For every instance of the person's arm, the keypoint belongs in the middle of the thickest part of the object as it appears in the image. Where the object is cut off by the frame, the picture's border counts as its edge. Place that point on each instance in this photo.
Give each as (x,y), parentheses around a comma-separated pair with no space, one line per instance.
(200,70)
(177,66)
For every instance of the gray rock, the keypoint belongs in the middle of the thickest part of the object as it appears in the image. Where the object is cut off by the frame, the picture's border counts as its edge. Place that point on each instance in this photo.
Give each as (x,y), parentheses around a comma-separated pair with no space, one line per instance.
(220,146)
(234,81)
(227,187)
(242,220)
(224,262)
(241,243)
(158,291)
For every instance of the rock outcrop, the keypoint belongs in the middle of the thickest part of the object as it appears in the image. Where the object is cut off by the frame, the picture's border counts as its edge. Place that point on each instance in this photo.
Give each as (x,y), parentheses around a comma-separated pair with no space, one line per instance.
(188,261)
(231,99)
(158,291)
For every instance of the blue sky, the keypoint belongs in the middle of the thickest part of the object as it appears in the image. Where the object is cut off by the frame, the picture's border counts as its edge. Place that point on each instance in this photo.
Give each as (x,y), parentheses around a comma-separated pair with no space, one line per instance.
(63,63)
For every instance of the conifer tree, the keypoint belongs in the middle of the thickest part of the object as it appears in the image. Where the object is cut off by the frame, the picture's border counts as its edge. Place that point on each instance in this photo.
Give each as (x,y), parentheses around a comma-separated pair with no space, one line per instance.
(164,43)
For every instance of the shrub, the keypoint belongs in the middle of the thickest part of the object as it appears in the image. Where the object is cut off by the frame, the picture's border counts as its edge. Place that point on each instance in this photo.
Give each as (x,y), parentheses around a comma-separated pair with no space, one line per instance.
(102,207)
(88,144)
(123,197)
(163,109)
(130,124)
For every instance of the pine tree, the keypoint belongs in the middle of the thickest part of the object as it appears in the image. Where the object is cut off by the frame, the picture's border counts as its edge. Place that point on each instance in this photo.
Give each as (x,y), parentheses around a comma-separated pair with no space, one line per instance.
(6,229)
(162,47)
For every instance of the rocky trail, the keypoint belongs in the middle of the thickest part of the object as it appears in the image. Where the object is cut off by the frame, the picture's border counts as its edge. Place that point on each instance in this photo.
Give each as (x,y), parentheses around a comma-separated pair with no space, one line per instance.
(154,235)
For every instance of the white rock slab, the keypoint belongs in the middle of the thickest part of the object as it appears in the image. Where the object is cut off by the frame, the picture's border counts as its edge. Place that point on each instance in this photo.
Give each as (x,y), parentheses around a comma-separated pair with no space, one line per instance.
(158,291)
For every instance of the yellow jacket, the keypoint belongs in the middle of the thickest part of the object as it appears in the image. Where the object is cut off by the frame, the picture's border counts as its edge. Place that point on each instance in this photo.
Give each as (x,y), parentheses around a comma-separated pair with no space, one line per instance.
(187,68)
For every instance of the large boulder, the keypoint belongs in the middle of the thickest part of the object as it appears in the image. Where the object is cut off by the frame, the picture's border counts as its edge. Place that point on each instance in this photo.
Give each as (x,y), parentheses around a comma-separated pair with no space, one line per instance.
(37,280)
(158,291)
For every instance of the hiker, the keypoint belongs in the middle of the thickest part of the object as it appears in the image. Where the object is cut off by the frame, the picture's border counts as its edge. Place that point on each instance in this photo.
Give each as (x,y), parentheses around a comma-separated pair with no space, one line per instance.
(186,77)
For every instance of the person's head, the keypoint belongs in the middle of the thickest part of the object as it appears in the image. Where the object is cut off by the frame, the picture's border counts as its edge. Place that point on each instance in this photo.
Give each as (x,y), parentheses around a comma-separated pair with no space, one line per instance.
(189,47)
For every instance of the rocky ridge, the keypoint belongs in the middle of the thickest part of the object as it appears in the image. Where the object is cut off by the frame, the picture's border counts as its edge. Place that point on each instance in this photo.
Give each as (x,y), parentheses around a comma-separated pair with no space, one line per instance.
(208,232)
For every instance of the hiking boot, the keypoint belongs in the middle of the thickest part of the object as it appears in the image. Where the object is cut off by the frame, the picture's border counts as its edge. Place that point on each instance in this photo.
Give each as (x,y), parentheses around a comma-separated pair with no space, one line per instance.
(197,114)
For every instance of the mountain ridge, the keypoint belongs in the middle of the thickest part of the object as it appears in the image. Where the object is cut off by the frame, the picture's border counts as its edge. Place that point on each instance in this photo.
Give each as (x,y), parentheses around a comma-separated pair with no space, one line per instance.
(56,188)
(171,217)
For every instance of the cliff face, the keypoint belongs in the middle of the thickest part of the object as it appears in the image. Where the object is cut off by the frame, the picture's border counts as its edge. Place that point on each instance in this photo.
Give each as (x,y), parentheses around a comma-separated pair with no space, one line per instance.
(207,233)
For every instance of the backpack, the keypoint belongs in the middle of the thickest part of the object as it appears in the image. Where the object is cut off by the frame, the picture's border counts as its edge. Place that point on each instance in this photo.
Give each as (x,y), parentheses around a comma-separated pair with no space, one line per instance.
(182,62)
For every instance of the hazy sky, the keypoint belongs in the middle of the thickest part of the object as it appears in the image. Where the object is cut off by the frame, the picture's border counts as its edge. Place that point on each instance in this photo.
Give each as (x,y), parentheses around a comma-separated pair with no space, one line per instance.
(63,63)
---
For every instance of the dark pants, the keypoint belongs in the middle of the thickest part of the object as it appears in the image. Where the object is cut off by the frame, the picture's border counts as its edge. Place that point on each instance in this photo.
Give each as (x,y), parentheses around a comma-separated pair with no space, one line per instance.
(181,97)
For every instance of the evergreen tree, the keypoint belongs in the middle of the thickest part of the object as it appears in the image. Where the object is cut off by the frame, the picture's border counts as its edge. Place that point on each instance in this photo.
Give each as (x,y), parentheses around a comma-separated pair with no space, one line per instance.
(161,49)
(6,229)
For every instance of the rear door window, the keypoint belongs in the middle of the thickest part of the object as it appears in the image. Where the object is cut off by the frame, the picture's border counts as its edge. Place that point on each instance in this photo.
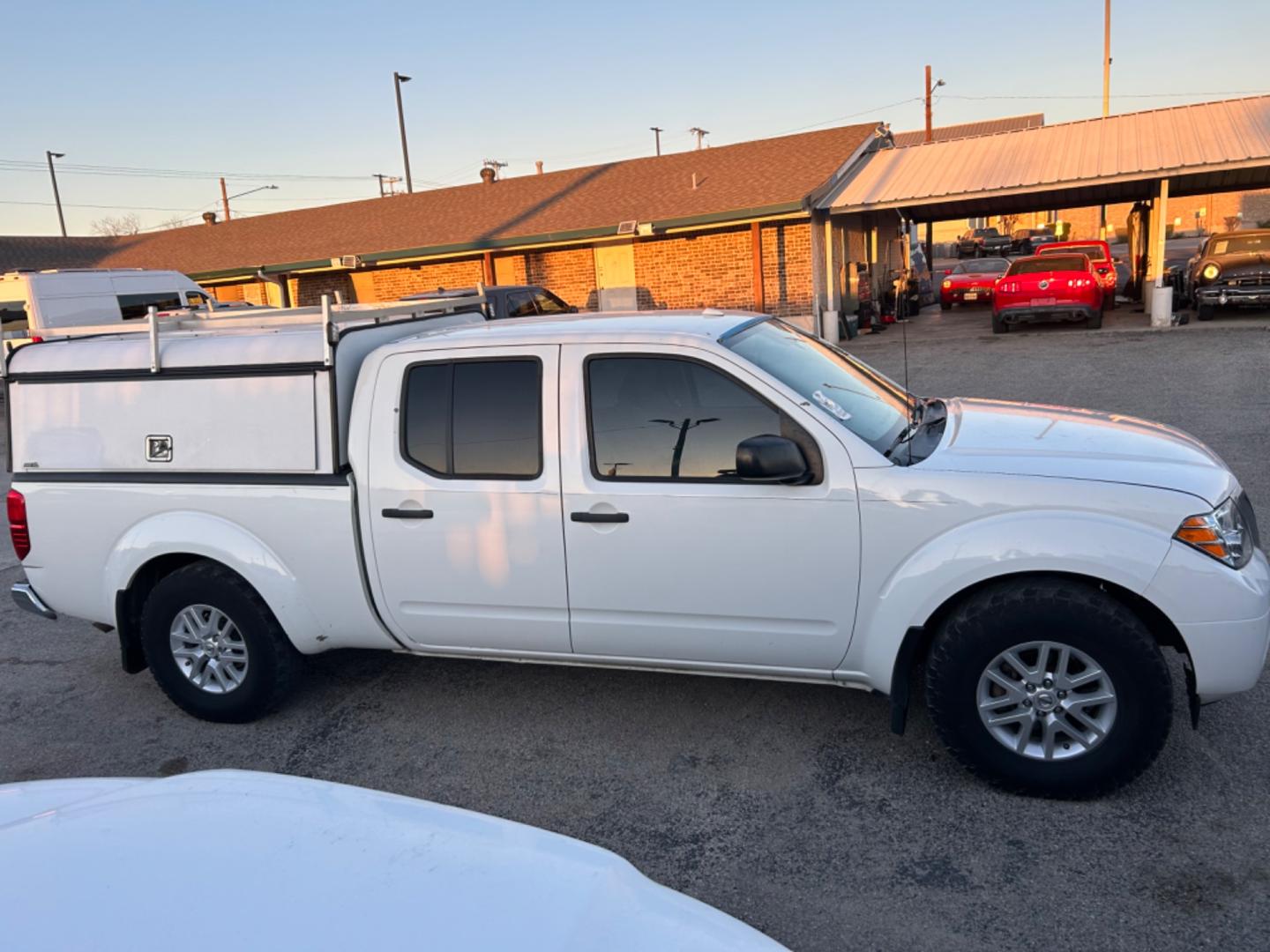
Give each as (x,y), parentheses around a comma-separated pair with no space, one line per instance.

▶ _Written exercise_
Report how many lines in the items above contain the string "person", matching case exactly. Give only the number.

▶ _Correct answer_
2